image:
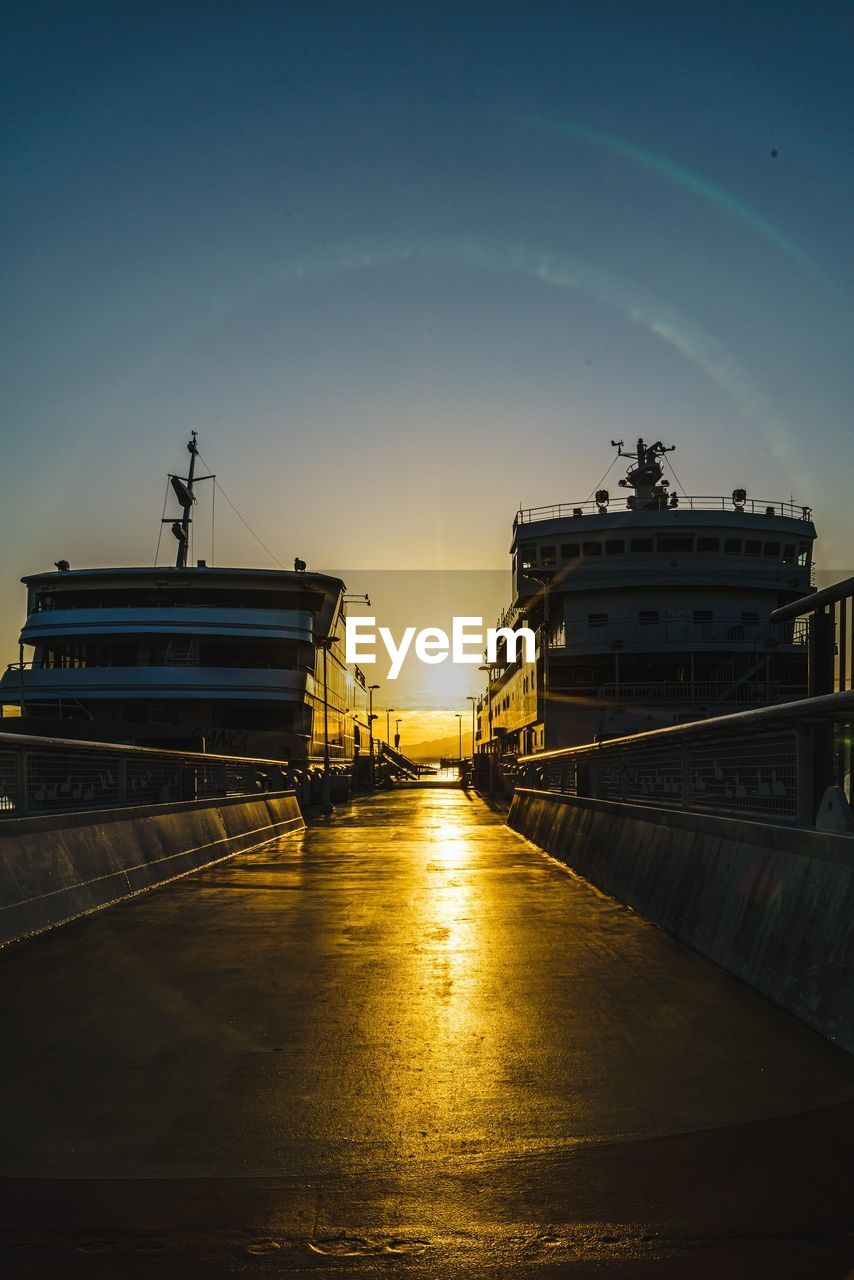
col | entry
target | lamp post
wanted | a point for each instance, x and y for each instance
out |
(370, 732)
(491, 746)
(473, 699)
(544, 579)
(325, 644)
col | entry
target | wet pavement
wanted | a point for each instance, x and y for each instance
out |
(407, 1042)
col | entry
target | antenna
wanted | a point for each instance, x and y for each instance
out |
(183, 492)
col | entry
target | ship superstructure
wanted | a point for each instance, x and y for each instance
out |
(649, 612)
(191, 657)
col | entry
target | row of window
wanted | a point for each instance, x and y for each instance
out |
(670, 544)
(652, 617)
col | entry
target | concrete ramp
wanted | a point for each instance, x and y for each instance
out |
(56, 868)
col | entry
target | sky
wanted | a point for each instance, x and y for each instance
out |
(407, 268)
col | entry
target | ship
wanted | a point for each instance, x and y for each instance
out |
(647, 612)
(190, 657)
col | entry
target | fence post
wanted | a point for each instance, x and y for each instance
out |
(23, 775)
(822, 641)
(804, 777)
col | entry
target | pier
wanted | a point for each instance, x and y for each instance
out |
(405, 1041)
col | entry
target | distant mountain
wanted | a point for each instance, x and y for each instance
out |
(438, 748)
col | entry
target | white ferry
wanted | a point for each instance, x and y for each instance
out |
(647, 613)
(188, 657)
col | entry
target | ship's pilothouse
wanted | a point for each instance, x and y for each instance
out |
(649, 612)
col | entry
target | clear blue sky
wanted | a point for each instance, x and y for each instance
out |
(407, 266)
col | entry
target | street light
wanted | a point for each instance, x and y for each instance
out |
(370, 732)
(325, 644)
(544, 579)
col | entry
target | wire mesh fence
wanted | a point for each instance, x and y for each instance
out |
(40, 777)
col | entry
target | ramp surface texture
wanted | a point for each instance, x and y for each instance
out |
(406, 1042)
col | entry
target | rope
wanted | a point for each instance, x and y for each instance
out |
(243, 521)
(603, 479)
(675, 476)
(165, 499)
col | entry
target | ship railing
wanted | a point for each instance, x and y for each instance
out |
(697, 693)
(829, 616)
(48, 775)
(589, 507)
(677, 632)
(236, 664)
(759, 764)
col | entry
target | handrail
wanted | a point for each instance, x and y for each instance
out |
(843, 590)
(32, 741)
(805, 711)
(700, 502)
(771, 764)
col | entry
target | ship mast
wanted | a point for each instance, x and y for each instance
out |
(645, 476)
(183, 490)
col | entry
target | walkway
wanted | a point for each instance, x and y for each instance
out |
(409, 1043)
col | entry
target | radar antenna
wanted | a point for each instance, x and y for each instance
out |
(645, 475)
(183, 490)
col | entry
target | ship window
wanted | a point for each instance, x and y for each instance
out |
(676, 544)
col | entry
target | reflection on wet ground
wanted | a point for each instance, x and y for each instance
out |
(409, 1042)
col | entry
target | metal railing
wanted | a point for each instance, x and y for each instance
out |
(652, 693)
(752, 507)
(677, 631)
(830, 618)
(759, 764)
(45, 776)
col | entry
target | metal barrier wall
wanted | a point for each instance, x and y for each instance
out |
(42, 776)
(752, 764)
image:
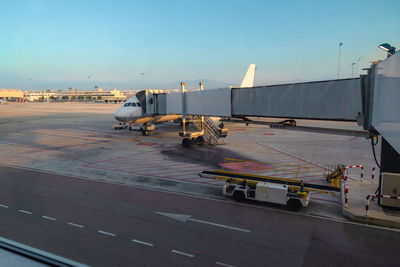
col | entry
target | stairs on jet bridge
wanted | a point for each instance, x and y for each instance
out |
(212, 132)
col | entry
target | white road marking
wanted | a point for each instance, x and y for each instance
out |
(185, 218)
(224, 264)
(76, 225)
(105, 233)
(25, 211)
(182, 253)
(142, 242)
(49, 218)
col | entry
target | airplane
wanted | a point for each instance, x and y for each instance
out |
(133, 110)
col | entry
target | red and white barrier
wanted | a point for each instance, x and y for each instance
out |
(346, 192)
(377, 195)
(355, 166)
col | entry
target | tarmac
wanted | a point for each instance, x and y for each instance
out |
(78, 140)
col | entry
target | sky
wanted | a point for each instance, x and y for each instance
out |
(58, 44)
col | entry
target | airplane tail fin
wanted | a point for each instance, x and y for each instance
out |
(248, 80)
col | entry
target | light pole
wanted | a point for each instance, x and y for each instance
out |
(340, 45)
(391, 50)
(358, 65)
(142, 78)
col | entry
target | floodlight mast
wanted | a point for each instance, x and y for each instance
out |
(391, 50)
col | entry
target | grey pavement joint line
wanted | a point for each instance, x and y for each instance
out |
(142, 242)
(224, 264)
(25, 211)
(76, 225)
(182, 253)
(105, 233)
(49, 218)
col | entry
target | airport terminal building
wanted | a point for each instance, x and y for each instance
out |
(76, 95)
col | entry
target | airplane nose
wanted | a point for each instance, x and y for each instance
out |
(118, 115)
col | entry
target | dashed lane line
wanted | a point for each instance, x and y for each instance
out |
(182, 253)
(106, 233)
(25, 211)
(142, 242)
(75, 224)
(224, 264)
(49, 218)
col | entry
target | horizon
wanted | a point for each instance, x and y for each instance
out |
(56, 45)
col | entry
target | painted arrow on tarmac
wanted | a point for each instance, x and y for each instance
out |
(185, 218)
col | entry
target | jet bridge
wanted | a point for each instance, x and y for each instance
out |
(373, 101)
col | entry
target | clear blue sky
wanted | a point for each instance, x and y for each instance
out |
(62, 42)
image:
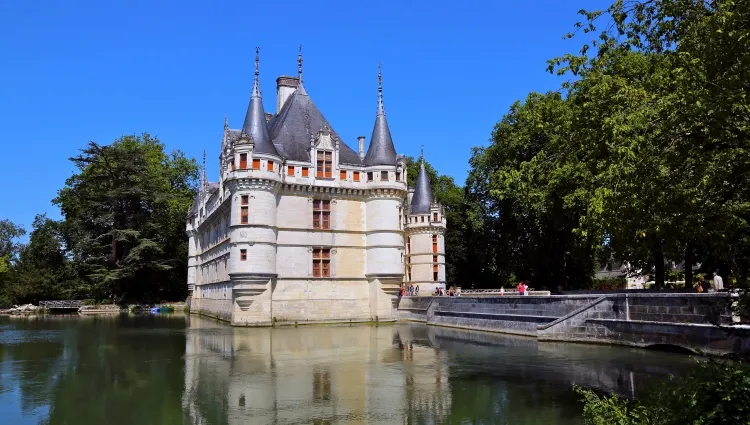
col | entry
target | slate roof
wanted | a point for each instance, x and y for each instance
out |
(255, 123)
(422, 198)
(381, 150)
(299, 120)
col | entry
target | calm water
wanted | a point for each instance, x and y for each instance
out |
(189, 370)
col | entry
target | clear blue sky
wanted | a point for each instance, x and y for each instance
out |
(76, 71)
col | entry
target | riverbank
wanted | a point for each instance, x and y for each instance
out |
(695, 323)
(30, 309)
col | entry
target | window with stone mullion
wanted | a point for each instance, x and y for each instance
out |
(321, 214)
(321, 262)
(324, 164)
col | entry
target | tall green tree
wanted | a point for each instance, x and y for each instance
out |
(43, 270)
(10, 246)
(124, 216)
(532, 192)
(661, 99)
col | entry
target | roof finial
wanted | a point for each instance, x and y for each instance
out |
(380, 88)
(257, 63)
(299, 64)
(203, 171)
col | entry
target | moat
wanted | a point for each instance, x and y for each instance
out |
(191, 370)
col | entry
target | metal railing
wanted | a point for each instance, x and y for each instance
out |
(69, 304)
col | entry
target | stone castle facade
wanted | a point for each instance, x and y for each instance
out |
(302, 228)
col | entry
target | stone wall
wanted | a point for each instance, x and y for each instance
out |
(509, 314)
(694, 322)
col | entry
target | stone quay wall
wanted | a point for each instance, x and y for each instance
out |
(695, 322)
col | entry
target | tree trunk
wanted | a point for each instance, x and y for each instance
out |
(658, 257)
(689, 265)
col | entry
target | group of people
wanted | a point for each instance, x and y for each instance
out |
(714, 285)
(410, 291)
(522, 288)
(413, 291)
(451, 292)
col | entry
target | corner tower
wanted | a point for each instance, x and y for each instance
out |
(386, 192)
(253, 184)
(425, 238)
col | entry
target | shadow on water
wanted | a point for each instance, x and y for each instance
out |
(190, 370)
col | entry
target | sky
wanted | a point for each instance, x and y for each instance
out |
(82, 70)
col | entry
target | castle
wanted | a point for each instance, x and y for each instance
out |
(300, 228)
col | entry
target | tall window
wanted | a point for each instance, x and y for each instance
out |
(324, 164)
(321, 214)
(321, 262)
(434, 268)
(244, 209)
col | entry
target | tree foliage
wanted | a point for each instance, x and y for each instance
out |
(641, 156)
(714, 393)
(124, 218)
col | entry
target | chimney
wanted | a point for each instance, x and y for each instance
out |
(361, 140)
(285, 86)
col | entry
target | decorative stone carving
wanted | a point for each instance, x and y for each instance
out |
(325, 141)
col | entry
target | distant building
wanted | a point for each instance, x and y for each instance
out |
(302, 228)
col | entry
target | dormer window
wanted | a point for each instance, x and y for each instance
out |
(324, 166)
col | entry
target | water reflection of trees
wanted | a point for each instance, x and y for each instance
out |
(147, 370)
(101, 370)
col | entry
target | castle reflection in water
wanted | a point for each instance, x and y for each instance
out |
(179, 370)
(405, 373)
(318, 375)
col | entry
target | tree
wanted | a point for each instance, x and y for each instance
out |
(9, 244)
(124, 218)
(44, 271)
(712, 393)
(531, 192)
(661, 93)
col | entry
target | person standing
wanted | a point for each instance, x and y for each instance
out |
(718, 282)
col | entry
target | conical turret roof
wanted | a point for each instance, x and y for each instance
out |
(381, 150)
(421, 201)
(255, 119)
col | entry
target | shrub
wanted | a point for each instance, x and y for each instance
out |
(610, 283)
(715, 392)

- - -

The exercise | Extract every line of the listing above that contains the word "airplane". Case counts, so match only lines where the word appears in exactly that case.

Exercise solution |
target | airplane
target | airplane tail fin
target | airplane nose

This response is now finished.